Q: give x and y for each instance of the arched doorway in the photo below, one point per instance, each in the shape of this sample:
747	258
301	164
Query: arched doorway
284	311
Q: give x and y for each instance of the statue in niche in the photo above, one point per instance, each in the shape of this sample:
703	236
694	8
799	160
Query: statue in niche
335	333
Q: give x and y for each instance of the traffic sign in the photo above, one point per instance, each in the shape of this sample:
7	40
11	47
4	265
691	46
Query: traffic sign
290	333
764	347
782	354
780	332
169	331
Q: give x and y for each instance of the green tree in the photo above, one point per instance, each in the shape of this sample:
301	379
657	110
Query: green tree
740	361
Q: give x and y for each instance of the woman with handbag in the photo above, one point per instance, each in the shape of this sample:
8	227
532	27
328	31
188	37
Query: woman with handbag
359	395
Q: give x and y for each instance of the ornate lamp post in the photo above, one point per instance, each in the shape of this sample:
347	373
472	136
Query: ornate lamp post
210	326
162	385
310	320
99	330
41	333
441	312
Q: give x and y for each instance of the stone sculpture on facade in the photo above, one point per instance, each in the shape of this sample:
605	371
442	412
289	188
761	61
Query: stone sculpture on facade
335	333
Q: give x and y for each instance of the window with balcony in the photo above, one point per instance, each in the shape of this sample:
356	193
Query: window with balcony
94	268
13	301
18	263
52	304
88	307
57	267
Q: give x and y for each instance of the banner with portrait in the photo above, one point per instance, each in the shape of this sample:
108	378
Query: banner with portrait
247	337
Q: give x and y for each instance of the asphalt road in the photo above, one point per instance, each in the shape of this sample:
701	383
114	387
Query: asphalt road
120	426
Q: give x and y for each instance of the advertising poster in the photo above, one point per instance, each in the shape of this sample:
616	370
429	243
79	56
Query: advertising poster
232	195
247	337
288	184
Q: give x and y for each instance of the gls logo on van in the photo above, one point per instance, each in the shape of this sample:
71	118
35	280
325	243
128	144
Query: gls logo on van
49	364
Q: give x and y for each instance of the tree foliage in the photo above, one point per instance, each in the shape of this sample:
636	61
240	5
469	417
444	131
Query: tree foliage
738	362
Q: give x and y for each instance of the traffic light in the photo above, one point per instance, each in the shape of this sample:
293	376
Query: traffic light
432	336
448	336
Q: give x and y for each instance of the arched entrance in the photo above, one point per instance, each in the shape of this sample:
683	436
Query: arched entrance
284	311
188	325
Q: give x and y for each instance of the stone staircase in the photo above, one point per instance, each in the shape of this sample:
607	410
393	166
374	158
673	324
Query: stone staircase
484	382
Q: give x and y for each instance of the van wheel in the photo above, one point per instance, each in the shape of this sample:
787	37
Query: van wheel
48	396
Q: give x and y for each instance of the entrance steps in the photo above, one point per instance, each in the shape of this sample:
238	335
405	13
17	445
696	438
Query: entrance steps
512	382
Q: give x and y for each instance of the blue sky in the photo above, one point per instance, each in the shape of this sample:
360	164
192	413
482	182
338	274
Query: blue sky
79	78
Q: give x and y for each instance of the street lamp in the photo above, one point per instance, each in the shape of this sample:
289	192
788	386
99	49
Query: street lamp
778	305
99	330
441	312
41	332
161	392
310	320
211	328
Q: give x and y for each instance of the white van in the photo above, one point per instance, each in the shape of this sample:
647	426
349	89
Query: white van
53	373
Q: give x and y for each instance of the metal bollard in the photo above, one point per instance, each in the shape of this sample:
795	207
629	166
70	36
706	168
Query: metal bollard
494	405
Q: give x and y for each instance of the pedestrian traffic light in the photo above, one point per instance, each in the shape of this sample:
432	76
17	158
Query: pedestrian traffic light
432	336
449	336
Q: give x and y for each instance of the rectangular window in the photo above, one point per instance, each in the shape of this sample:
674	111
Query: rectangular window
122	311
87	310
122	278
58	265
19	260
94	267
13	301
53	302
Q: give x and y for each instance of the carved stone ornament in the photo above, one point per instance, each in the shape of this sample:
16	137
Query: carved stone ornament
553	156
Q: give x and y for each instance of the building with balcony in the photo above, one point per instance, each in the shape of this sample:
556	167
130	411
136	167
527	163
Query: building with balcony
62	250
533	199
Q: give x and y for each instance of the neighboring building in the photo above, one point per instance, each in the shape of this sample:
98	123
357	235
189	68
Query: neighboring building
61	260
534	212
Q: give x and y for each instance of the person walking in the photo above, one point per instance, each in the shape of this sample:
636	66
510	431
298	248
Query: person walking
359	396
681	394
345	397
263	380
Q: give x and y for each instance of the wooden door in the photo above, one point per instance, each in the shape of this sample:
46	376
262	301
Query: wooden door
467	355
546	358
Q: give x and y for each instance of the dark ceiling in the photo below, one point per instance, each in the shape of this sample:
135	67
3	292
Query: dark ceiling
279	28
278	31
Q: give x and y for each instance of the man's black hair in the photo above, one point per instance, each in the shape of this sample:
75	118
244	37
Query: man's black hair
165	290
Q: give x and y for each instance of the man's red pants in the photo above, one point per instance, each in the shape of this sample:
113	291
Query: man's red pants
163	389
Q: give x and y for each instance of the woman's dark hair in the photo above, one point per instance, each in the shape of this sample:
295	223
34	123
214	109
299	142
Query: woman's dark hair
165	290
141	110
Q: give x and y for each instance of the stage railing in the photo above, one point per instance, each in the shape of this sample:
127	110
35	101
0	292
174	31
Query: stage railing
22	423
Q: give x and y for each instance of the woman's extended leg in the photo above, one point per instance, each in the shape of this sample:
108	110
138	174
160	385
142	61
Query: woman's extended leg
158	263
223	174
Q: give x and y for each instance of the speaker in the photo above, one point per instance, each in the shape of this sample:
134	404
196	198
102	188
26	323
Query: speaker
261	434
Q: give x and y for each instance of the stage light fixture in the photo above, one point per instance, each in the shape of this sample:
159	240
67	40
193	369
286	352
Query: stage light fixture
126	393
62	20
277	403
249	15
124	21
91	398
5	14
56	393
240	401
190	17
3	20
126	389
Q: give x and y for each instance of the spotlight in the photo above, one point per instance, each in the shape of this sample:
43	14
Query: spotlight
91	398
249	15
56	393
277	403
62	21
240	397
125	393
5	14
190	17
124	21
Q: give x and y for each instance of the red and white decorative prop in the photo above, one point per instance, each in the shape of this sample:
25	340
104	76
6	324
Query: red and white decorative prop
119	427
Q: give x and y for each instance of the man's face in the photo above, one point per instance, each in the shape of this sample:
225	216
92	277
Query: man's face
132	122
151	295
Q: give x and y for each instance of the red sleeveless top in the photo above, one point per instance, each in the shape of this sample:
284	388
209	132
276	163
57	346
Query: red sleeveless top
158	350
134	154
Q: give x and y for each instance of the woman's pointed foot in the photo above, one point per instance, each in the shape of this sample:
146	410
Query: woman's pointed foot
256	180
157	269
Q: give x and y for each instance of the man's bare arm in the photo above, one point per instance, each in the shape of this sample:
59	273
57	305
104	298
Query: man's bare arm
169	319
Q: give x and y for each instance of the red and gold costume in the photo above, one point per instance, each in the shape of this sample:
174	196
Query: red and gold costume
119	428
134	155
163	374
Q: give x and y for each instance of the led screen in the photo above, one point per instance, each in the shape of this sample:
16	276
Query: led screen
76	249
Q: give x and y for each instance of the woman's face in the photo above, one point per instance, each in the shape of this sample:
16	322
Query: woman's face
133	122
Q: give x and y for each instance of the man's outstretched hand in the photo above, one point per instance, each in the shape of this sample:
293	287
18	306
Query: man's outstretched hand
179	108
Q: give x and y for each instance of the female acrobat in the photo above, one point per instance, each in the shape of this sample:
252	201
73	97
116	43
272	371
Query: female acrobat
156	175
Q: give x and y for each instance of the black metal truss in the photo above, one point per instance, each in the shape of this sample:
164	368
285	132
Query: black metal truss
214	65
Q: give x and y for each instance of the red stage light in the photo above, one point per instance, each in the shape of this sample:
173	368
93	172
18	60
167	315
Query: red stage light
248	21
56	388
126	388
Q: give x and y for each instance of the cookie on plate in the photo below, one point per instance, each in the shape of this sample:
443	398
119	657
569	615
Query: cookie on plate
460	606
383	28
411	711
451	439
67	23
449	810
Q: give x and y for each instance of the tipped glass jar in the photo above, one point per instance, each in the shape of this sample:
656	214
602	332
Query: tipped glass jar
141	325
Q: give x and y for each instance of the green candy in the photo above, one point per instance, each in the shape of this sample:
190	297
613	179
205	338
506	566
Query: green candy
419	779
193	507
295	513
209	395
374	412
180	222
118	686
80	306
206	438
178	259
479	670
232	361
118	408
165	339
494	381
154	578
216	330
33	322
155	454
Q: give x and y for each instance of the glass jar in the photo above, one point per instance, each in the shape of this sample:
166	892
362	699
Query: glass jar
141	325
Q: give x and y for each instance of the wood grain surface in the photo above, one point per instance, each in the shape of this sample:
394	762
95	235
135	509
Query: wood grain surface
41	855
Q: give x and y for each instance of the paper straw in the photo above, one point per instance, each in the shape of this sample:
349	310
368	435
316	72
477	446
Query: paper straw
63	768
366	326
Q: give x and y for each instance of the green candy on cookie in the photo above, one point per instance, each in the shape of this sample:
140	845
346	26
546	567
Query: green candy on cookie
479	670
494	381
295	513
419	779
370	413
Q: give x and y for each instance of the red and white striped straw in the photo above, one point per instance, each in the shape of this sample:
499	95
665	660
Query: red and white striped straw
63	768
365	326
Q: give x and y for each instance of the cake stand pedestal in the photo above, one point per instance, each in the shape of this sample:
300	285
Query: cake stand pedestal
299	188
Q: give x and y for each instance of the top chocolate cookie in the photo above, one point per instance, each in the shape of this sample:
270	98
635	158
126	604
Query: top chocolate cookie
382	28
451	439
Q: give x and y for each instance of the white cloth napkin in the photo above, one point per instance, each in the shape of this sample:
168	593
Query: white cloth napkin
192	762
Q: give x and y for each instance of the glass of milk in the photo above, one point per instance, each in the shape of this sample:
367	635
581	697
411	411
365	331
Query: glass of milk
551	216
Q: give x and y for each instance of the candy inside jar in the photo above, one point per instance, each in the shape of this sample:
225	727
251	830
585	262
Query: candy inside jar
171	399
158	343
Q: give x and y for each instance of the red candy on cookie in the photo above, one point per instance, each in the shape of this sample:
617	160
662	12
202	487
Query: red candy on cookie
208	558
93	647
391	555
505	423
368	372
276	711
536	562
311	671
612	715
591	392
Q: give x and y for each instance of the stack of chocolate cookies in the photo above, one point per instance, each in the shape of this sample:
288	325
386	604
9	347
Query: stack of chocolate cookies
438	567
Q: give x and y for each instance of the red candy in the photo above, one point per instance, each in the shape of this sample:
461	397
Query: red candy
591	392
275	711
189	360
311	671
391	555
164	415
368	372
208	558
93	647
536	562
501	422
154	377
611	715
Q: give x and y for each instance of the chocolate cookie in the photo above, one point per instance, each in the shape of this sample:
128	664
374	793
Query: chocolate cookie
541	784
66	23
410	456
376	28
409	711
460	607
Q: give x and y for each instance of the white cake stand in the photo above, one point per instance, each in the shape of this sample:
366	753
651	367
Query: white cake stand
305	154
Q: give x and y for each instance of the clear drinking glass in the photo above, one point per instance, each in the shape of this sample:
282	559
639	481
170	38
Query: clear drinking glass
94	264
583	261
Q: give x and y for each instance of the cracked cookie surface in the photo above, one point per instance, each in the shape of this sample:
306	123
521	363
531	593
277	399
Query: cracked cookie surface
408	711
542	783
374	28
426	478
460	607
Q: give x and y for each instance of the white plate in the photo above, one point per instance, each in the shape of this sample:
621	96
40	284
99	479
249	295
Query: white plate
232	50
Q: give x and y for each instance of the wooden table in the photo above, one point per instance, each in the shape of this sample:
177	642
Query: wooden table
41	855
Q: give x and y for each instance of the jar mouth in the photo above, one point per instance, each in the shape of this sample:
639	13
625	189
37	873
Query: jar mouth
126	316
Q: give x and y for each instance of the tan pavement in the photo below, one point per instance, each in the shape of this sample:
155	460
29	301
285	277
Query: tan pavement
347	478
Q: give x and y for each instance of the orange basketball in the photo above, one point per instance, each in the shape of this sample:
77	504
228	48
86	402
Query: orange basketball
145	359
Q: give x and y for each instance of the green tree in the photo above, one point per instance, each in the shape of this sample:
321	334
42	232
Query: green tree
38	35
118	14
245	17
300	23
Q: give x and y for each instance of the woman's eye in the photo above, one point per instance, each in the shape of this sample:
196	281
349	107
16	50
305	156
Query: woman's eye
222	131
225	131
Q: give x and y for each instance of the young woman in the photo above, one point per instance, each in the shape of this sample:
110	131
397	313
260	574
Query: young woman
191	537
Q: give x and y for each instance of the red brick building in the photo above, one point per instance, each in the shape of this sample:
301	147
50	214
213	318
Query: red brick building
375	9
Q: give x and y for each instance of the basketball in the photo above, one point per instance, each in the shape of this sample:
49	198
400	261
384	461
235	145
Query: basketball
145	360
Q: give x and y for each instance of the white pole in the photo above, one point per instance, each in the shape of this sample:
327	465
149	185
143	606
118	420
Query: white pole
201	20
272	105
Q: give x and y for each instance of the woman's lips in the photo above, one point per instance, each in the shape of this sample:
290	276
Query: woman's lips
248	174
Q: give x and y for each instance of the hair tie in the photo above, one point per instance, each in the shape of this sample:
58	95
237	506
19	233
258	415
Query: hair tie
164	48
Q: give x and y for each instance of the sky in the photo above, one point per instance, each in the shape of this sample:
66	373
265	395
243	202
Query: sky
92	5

EXERCISE DIRECTIONS: The lines to reproduce run from the line containing "Q: give x and y for each instance of the tan" to the end of the listing; write them out exactly and add nothing.

TASK SOLUTION:
Q: give x and y for each instance of the tan pavement in the photo below, one point per instance, each in the shape of this sample:
155	460
29	301
285	277
Query: tan pavement
347	478
Q: give x and y for each instance of the orange basketball in the photo above, one point per instance, each in the shape of this sample:
77	504
228	48
86	402
Query: orange basketball
145	359
Q: give x and y for each instance of the green tree in the photo above, one point per instance, each in the shape of this sample:
321	334
42	232
Query: green tree
38	35
118	14
245	17
300	23
Q: give x and y for each instance of the woman's eye in the photo above, one point per instance, each in the shape of this sample:
196	281
349	107
16	50
305	156
Query: woman's eye
222	131
225	131
Q: give x and y for each instance of the young woman in the photo above, one point per instance, each in the shape of this sample:
110	131
397	313
260	574
Query: young woman
191	537
Q: give x and y for each instance of the red brick building in the photo above, one point per instance, each in the shape of this sample:
301	147
50	214
213	318
Query: red brick building
375	9
Q: give x and y for each instance of the basketball in the photo above, one point per instance, each in the shape of this sample:
49	198
400	261
384	461
235	145
Query: basketball
145	360
Q: give x and y for each instance of the white pole in the photo above, one point per instance, each in the shape of this sample:
327	465
149	185
143	606
118	420
Query: white pole
201	20
272	105
Q: give x and y for each instance of the woman's lips in the photo above, one point per instance, each in the shape of this sample:
290	276
Query: woman's lips
248	174
Q: give x and y for each instance of the hair tie in the photo above, one point per instance, each in the shape of this sample:
58	95
237	506
19	233
258	415
Query: hair tie
164	48
Q: give x and y for each instance of the sky in the photo above, one point per instance, each in the shape of this sample:
66	373
265	395
243	202
Query: sky
92	5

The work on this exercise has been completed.